In the forum thread, what name does Gromit give the man with two faces who flips a coin?

**Page excerpt**
************

Is all I have to say to that.


----------



## upsidedownwalrus (Apr 27, 2009)

Well, thanks for your well-thought-out refutation of my point


----------



## Dillinger4 (Apr 27, 2009)

RenegadeDog said:


> Well, thanks for your well-thought-out refutation of my point



There is not really much for me to say. It goes without saying that I disagree. 

I think it was a paint-by-numbers action thriller making an attempt at depth and ambiguity but failing miserably, resulting in it being tedious to the point of delirium. 

oh look, the man with two faces is flipping a coin, how _novel_.


----------



## Gromit (Apr 27, 2009)

Dillinger4 said:


> oh look, the man with two faces is flipping a coin, how _novel_.


 
He is Harvey Two-face you heathen. Thats what he does. Thats what he has always done.

It represents the duality of man and how he has given up his free will of chosing his morality and leaves it up to fate.


----------



## Dillinger4 (Apr 27, 2009)

Marius said:


> He is Harvey Two-face you heathen. Thats what he does. Thats what he has always done.
> 
> It represents the duality of man and how he has given up his free will of chosing his morality and leaves it up to fate.



_deep._


----------



## Gromit (Apr 27, 2009)

************

**Data provided**
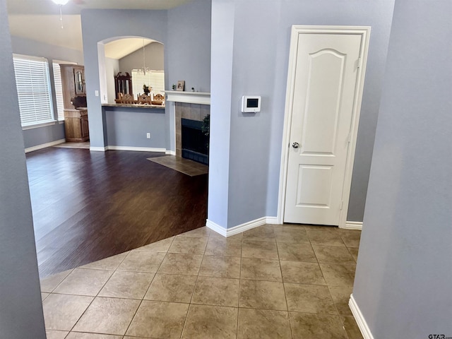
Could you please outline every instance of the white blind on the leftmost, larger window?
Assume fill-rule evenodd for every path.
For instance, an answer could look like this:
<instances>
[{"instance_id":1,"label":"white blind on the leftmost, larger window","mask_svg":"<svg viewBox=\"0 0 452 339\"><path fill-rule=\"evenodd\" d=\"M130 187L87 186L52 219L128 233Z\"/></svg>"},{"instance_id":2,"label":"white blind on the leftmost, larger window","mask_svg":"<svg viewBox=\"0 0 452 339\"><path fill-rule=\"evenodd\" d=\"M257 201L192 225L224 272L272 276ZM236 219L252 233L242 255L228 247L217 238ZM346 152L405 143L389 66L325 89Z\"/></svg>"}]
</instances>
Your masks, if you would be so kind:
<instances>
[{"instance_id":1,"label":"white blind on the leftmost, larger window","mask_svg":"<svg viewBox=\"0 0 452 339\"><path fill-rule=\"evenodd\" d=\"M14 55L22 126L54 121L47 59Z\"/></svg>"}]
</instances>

************

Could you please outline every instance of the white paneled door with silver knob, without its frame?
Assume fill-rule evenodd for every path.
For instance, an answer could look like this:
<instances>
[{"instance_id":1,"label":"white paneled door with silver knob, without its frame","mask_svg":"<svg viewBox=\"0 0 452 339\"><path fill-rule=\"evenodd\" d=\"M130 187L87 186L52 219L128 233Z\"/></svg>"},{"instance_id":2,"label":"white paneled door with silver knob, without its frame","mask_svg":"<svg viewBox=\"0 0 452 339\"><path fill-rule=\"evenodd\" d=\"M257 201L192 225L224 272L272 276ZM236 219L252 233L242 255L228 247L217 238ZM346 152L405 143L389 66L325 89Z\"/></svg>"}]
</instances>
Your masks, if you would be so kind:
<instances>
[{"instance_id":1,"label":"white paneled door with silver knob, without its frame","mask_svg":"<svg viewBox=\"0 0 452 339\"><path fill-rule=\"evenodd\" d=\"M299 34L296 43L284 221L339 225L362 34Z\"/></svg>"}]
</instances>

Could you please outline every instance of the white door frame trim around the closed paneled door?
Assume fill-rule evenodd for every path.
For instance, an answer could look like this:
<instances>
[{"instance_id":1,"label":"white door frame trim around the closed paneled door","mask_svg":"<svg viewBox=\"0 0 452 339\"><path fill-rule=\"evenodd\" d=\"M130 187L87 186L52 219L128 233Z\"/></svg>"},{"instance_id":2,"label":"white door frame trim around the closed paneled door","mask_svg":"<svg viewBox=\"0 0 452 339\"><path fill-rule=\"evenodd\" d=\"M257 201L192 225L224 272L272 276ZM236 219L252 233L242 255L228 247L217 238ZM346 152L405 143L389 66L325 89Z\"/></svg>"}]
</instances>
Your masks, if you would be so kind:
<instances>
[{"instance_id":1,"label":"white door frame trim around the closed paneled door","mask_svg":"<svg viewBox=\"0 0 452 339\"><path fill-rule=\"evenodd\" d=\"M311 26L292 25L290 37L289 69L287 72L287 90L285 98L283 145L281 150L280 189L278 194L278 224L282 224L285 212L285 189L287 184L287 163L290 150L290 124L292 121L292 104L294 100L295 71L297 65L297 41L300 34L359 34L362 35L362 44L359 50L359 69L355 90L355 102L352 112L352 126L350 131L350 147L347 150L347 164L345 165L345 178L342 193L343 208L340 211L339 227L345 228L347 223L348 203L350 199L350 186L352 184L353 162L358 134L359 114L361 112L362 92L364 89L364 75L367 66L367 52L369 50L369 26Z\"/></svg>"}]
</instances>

************

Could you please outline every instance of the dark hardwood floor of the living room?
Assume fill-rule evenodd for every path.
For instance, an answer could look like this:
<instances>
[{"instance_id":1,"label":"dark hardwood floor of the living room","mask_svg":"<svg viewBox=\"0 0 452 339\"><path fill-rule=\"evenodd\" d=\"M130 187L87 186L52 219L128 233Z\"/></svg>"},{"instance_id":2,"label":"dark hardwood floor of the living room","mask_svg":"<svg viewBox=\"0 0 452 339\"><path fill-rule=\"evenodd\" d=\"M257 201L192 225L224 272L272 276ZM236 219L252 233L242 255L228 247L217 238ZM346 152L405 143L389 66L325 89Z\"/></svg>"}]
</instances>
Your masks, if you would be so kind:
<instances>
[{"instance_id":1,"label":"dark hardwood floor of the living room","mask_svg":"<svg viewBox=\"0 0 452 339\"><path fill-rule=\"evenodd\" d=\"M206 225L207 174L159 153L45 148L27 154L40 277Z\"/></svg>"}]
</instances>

************

**Completed exercise**
Harvey Two-Face.